Task instructions: Update the records from the line with "For every instance of the bush, the" to the line with "Query: black license plate" by changing every "returned pair" to "output pair", and return only those lines with nothing else altered.

(Point placement records)
[start]
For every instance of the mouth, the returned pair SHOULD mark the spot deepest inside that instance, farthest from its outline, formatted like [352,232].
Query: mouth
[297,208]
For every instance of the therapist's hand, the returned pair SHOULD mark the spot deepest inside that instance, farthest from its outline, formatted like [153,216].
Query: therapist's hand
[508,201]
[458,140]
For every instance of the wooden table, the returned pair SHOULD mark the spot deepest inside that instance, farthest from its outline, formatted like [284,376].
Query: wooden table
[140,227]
[end]
[start]
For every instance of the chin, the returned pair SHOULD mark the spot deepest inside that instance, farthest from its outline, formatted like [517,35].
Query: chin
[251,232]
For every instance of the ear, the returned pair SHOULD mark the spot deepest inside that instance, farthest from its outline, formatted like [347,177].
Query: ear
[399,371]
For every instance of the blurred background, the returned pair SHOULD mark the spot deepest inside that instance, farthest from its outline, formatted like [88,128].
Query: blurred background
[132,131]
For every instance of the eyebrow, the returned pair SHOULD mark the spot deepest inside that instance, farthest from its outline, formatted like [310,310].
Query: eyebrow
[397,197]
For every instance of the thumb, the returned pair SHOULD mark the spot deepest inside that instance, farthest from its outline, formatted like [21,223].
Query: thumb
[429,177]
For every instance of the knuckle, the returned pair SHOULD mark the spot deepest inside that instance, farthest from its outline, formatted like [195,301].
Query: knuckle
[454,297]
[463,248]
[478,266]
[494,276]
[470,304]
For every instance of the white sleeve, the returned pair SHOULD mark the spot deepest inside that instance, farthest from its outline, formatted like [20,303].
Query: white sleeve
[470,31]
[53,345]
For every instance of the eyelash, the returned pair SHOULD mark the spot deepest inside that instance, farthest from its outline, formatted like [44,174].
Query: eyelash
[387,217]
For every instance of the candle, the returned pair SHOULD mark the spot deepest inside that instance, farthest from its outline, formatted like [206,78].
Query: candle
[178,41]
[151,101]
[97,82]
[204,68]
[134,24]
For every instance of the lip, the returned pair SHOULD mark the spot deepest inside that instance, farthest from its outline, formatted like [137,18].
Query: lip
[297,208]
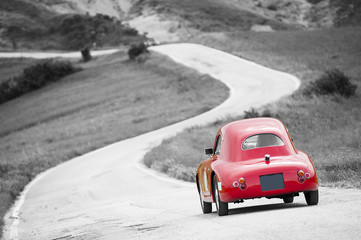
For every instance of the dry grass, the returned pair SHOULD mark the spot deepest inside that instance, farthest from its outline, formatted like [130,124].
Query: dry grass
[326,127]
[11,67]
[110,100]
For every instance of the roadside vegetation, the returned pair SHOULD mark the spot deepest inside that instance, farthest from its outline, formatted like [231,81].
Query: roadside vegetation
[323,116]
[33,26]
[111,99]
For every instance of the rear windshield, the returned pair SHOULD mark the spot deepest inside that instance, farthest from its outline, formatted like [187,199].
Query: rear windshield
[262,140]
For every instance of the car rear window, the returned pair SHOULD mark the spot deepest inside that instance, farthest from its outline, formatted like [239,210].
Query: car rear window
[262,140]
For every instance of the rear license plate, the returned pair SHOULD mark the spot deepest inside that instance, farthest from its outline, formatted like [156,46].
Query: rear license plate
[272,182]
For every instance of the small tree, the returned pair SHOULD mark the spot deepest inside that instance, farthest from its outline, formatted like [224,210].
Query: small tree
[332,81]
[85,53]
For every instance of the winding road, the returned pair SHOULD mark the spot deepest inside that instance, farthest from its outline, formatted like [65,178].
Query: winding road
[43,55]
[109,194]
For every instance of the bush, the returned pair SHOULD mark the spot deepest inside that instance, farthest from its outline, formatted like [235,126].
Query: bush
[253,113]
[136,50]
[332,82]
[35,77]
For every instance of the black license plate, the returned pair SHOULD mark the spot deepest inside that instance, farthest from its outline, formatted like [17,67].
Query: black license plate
[end]
Solution to this problem:
For every instance of the bush, the output pair SHOULD mark the spot deepest inside that instance, farthest from its outline, formatted like [235,126].
Query: bush
[253,113]
[136,50]
[332,82]
[35,77]
For every instance of the black license plate, the output pair SHOULD mark the spot deepest inside that instance, farthest from its outline, formatted like [17,67].
Query: black license plate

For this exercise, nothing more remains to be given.